[Written instruction A]:
According to the article on the Fed's dot plot, why has the Summary of Economic Projections done a poor job in recent years? Answer in one to three sentences.
[Written instruction B]:
Pick up the article on the Fed's dot plot where it stops and continue it.

[Text shown]:
..............................

Fundamental Analysis

One of the Fed’s most controversial charts may become great again in 2017

The Federal Reserve’s Summary of Economic Projections has done a poor job over the past few years.

For example, the dot plot, which shows where members of the Federal Open Market Committee think interest rates should be in the next few years, consistently overestimated how many times the Fed would actually raise rates.

It’s expected that the FOMC on Wednesday will again raise its benchmark interest rate by 25 basis points, to a range of 0.50% to 0.75%. It would be the only rate hike this year. In January, the dot plot showed an expectation for four, and that was cut to two in June.

Market expectations have been a better indicator of interest rates than the dot plot. And in a rare occurrence, both the market and the Fed are now in virtual agreement over the future path of monetary policy, as the chart below shows:

Renaissance Macro

To be sure, the Fed never intended to use the dot plot as a promissory note. But for better or worse, that’s how markets treat it.

..............................

[Dataset entries]:
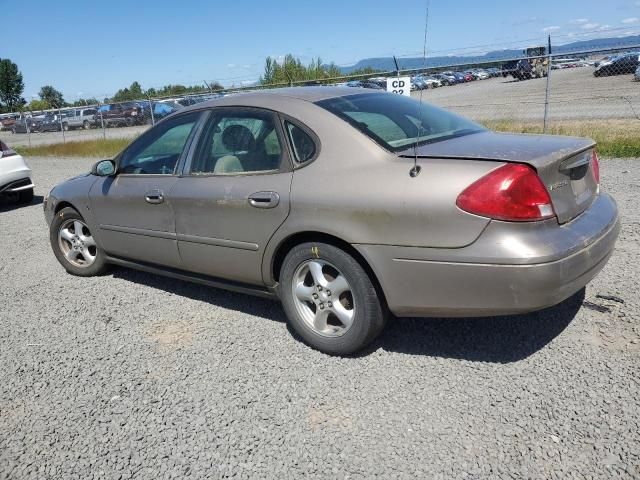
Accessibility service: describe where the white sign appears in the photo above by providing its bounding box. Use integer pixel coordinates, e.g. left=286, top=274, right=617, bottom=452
left=387, top=77, right=411, bottom=97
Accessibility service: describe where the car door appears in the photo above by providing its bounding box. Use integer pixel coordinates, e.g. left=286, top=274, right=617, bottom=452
left=89, top=112, right=202, bottom=268
left=171, top=107, right=293, bottom=284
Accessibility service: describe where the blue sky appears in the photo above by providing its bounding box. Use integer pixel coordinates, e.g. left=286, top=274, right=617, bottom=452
left=0, top=0, right=640, bottom=101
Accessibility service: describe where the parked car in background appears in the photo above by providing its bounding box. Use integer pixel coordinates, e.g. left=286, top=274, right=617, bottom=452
left=432, top=73, right=456, bottom=86
left=593, top=52, right=640, bottom=77
left=38, top=112, right=62, bottom=132
left=0, top=114, right=18, bottom=131
left=11, top=116, right=44, bottom=133
left=95, top=102, right=145, bottom=127
left=347, top=80, right=382, bottom=90
left=62, top=107, right=97, bottom=130
left=0, top=141, right=33, bottom=203
left=411, top=75, right=429, bottom=90
left=422, top=75, right=442, bottom=88
left=135, top=100, right=184, bottom=124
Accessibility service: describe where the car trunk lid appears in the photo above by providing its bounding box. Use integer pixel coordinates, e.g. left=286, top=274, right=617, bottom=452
left=400, top=131, right=598, bottom=223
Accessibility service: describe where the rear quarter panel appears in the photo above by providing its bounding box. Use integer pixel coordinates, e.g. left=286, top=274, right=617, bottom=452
left=254, top=98, right=502, bottom=284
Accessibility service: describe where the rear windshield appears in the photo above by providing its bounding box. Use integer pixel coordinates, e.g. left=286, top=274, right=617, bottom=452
left=317, top=93, right=485, bottom=152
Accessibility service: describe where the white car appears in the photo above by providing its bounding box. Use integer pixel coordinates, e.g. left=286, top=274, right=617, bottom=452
left=0, top=141, right=34, bottom=203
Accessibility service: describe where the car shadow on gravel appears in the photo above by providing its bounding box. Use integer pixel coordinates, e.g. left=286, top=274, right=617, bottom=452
left=111, top=266, right=286, bottom=322
left=0, top=195, right=44, bottom=213
left=370, top=288, right=585, bottom=363
left=112, top=267, right=585, bottom=363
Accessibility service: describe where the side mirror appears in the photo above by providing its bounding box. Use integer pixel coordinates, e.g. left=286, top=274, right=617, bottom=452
left=91, top=160, right=116, bottom=177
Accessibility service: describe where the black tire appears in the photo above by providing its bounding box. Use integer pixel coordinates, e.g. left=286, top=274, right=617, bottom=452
left=49, top=207, right=109, bottom=277
left=18, top=188, right=33, bottom=203
left=278, top=242, right=386, bottom=355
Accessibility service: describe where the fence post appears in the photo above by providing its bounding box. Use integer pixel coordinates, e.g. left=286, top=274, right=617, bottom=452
left=98, top=102, right=107, bottom=140
left=24, top=112, right=33, bottom=147
left=58, top=107, right=67, bottom=143
left=147, top=96, right=156, bottom=125
left=542, top=35, right=551, bottom=133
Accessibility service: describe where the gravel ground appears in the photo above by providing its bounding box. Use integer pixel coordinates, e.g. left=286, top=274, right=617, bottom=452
left=0, top=125, right=149, bottom=147
left=0, top=158, right=640, bottom=480
left=413, top=67, right=640, bottom=122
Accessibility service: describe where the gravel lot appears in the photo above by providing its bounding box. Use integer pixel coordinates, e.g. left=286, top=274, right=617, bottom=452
left=0, top=125, right=149, bottom=147
left=0, top=156, right=640, bottom=480
left=413, top=67, right=640, bottom=122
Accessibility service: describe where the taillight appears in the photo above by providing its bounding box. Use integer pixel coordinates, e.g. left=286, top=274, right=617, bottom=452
left=591, top=149, right=600, bottom=185
left=0, top=141, right=17, bottom=158
left=456, top=163, right=555, bottom=222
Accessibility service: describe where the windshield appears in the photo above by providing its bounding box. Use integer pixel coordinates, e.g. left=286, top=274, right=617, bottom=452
left=317, top=93, right=485, bottom=152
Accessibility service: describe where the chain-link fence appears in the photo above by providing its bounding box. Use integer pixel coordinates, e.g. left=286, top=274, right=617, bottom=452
left=0, top=45, right=640, bottom=153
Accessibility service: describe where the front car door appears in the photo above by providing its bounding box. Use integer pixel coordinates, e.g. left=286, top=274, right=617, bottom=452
left=89, top=112, right=202, bottom=268
left=171, top=107, right=293, bottom=284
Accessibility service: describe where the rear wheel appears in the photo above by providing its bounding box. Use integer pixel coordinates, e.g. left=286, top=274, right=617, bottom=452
left=279, top=243, right=385, bottom=355
left=49, top=208, right=107, bottom=277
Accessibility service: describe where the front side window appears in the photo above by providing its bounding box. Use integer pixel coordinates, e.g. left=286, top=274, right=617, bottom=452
left=317, top=93, right=485, bottom=152
left=118, top=112, right=200, bottom=175
left=191, top=109, right=282, bottom=175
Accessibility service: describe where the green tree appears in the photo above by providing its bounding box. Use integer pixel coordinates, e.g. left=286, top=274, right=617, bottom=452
left=0, top=58, right=25, bottom=111
left=38, top=85, right=65, bottom=108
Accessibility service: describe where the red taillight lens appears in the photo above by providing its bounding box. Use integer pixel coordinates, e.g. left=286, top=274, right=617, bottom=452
left=456, top=163, right=555, bottom=222
left=0, top=141, right=17, bottom=157
left=591, top=150, right=600, bottom=185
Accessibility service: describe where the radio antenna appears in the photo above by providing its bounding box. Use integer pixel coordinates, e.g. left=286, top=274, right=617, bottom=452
left=409, top=0, right=431, bottom=177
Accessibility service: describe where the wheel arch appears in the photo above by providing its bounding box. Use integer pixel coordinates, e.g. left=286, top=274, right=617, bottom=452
left=53, top=200, right=82, bottom=215
left=269, top=230, right=388, bottom=310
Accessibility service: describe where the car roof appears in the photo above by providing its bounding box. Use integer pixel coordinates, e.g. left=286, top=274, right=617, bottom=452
left=180, top=86, right=385, bottom=113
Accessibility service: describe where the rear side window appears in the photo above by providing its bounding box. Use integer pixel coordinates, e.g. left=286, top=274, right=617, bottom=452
left=317, top=93, right=485, bottom=152
left=285, top=122, right=316, bottom=163
left=191, top=108, right=282, bottom=175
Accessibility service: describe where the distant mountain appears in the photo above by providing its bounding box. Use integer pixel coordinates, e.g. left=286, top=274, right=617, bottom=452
left=341, top=35, right=640, bottom=74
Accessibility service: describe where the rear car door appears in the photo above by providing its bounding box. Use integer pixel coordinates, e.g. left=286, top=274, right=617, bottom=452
left=89, top=112, right=202, bottom=268
left=171, top=107, right=293, bottom=284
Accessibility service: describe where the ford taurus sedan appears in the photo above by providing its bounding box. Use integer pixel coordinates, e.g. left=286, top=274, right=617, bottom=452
left=44, top=87, right=619, bottom=355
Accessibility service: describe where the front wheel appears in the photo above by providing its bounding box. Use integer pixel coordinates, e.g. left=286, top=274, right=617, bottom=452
left=279, top=242, right=385, bottom=355
left=49, top=208, right=107, bottom=277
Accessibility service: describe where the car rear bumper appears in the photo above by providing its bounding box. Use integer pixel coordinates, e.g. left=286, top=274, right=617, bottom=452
left=355, top=194, right=620, bottom=317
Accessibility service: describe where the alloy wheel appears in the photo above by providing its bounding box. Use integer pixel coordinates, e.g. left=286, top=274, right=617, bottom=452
left=58, top=219, right=97, bottom=268
left=291, top=259, right=356, bottom=337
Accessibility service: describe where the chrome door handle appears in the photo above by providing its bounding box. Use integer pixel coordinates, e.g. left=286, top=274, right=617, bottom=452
left=144, top=190, right=164, bottom=205
left=249, top=192, right=280, bottom=208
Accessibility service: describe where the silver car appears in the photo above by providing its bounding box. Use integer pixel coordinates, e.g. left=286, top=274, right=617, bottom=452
left=44, top=87, right=620, bottom=355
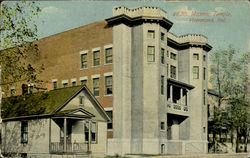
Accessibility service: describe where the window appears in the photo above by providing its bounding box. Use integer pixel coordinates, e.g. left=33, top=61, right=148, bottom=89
left=147, top=30, right=155, bottom=39
left=193, top=53, right=199, bottom=60
left=81, top=53, right=88, bottom=69
left=84, top=122, right=97, bottom=142
left=193, top=66, right=199, bottom=79
left=105, top=48, right=113, bottom=64
left=161, top=48, right=165, bottom=64
left=93, top=78, right=99, bottom=96
left=161, top=76, right=164, bottom=94
left=71, top=81, right=76, bottom=87
left=161, top=32, right=165, bottom=41
left=147, top=46, right=155, bottom=62
left=29, top=85, right=34, bottom=94
left=170, top=52, right=176, bottom=60
left=81, top=80, right=87, bottom=85
left=106, top=111, right=113, bottom=129
left=79, top=96, right=84, bottom=105
left=203, top=55, right=206, bottom=61
left=203, top=67, right=206, bottom=80
left=52, top=81, right=57, bottom=89
left=105, top=76, right=113, bottom=95
left=161, top=122, right=165, bottom=130
left=170, top=65, right=176, bottom=79
left=10, top=87, right=16, bottom=96
left=21, top=121, right=28, bottom=144
left=93, top=50, right=100, bottom=66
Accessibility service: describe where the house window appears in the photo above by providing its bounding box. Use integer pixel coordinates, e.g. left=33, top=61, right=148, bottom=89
left=193, top=53, right=199, bottom=60
left=105, top=76, right=113, bottom=95
left=21, top=121, right=28, bottom=144
left=170, top=52, right=176, bottom=60
left=161, top=122, right=165, bottom=130
left=80, top=80, right=87, bottom=85
left=93, top=78, right=99, bottom=96
left=106, top=111, right=113, bottom=129
left=10, top=87, right=16, bottom=96
left=161, top=76, right=164, bottom=94
left=105, top=48, right=113, bottom=64
left=79, top=96, right=84, bottom=105
left=161, top=48, right=165, bottom=64
left=93, top=50, right=100, bottom=66
left=147, top=46, right=155, bottom=62
left=193, top=66, right=199, bottom=79
left=170, top=65, right=176, bottom=79
left=147, top=30, right=155, bottom=39
left=81, top=53, right=88, bottom=69
left=52, top=81, right=57, bottom=89
left=29, top=85, right=34, bottom=94
left=161, top=32, right=165, bottom=41
left=203, top=67, right=206, bottom=80
left=203, top=55, right=206, bottom=61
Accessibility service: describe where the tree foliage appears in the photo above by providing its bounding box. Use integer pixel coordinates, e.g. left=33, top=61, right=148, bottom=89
left=0, top=1, right=42, bottom=92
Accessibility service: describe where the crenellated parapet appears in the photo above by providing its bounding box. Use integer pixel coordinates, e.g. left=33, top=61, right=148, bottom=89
left=113, top=6, right=166, bottom=18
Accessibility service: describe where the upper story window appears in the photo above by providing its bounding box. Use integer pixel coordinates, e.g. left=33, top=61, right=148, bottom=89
left=147, top=46, right=155, bottom=62
left=105, top=76, right=113, bottom=95
left=10, top=87, right=16, bottom=96
left=161, top=48, right=165, bottom=64
left=170, top=65, right=176, bottom=79
left=147, top=30, right=155, bottom=39
left=105, top=48, right=113, bottom=64
left=93, top=50, right=100, bottom=66
left=193, top=66, right=199, bottom=79
left=161, top=32, right=165, bottom=41
left=170, top=52, right=176, bottom=60
left=21, top=121, right=28, bottom=144
left=81, top=53, right=88, bottom=69
left=193, top=53, right=199, bottom=60
left=93, top=78, right=99, bottom=96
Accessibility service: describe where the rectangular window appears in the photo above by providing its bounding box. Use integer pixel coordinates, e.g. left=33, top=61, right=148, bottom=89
left=93, top=78, right=99, bottom=96
left=161, top=48, right=165, bottom=64
left=147, top=30, right=155, bottom=39
left=193, top=66, right=199, bottom=79
left=147, top=46, right=155, bottom=62
left=203, top=55, right=206, bottom=61
left=170, top=65, right=176, bottom=79
left=105, top=76, right=113, bottom=95
left=170, top=52, right=176, bottom=60
left=161, top=76, right=164, bottom=94
left=106, top=111, right=113, bottom=129
left=81, top=53, right=88, bottom=69
left=105, top=48, right=113, bottom=64
left=203, top=67, right=206, bottom=80
left=161, top=32, right=165, bottom=41
left=93, top=50, right=100, bottom=66
left=10, top=87, right=16, bottom=96
left=81, top=80, right=87, bottom=85
left=193, top=53, right=199, bottom=60
left=21, top=121, right=28, bottom=144
left=52, top=81, right=57, bottom=89
left=161, top=122, right=165, bottom=130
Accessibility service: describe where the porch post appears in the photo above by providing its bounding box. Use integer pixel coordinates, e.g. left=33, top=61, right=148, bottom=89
left=88, top=120, right=91, bottom=152
left=63, top=118, right=67, bottom=152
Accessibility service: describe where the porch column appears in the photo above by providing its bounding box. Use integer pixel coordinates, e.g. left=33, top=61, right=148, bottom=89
left=63, top=118, right=67, bottom=152
left=88, top=121, right=91, bottom=152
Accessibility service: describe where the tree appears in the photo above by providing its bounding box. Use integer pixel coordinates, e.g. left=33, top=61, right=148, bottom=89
left=0, top=1, right=42, bottom=95
left=210, top=46, right=249, bottom=152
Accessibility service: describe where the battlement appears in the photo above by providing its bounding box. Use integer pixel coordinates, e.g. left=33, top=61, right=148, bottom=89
left=113, top=6, right=166, bottom=18
left=168, top=32, right=207, bottom=43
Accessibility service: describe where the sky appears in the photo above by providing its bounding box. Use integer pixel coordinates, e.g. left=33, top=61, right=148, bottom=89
left=7, top=1, right=250, bottom=51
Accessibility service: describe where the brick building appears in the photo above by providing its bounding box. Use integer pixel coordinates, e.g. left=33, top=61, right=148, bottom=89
left=4, top=7, right=212, bottom=154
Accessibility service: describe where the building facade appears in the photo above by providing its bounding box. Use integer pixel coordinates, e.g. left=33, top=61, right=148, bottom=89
left=4, top=6, right=212, bottom=154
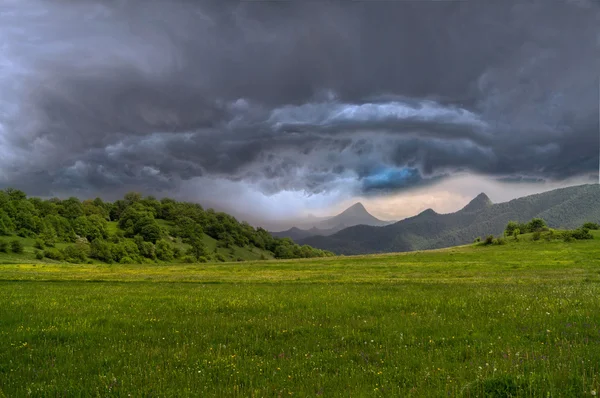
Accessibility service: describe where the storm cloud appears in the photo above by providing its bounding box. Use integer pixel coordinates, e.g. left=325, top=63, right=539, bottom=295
left=0, top=0, right=600, bottom=208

..............................

[Exercise answer A]:
Its dot plot, which shows where FOMC members think interest rates should be over the next few years, has consistently overestimated how many times the Fed would actually raise rates. In January it pointed to four hikes this year, and in June it pointed to two. Only one hike is expected.

[Exercise answer B]:
“This could be the year actually that the Fed dots actually serve as channel markers, so that they give us a better idea of what the Fed would do in terms of policy,” said Mike Ryan, the chief investment strategist at UBS Wealth Management Americas. That’s because “they now have the conditions met for the process of rate normalization to continue,” he told Business Insider.

One of those conditions is the rise in inflation and growth expectations since the election. In 2017 and onward, monetary policy may get a helping hand from President-elect Donald Trump’s fiscal policy plans, which could involve tax cuts and $1 trillion in infrastructure investment.

“This may be the year that they don’t have to step back, and in fact follow the path that they’ve set, and even perhaps have to tweak that path up a little bit,” Ryan said.

The most recent dot plot, published in September.Business Insider/Andy Kiersz, data from FOMC

But the coming year may not mark the end of so-called easy money at a low borrowing cost, according to UBS, if inflation rises faster than nominal interest rates.

Though the FOMC’s actions poorly tracked guidance, one thing that helped credibility is that the Fed never followed what Ryan called “monetary Calvinism.” Unlike the religious belief system, the Fed never preordained its future.

And so as usual, any guidance for 2017 and beyond in Wednesday’s statement will be open-ended, dependent on the economy’s growth and barring any unforeseen event like a war.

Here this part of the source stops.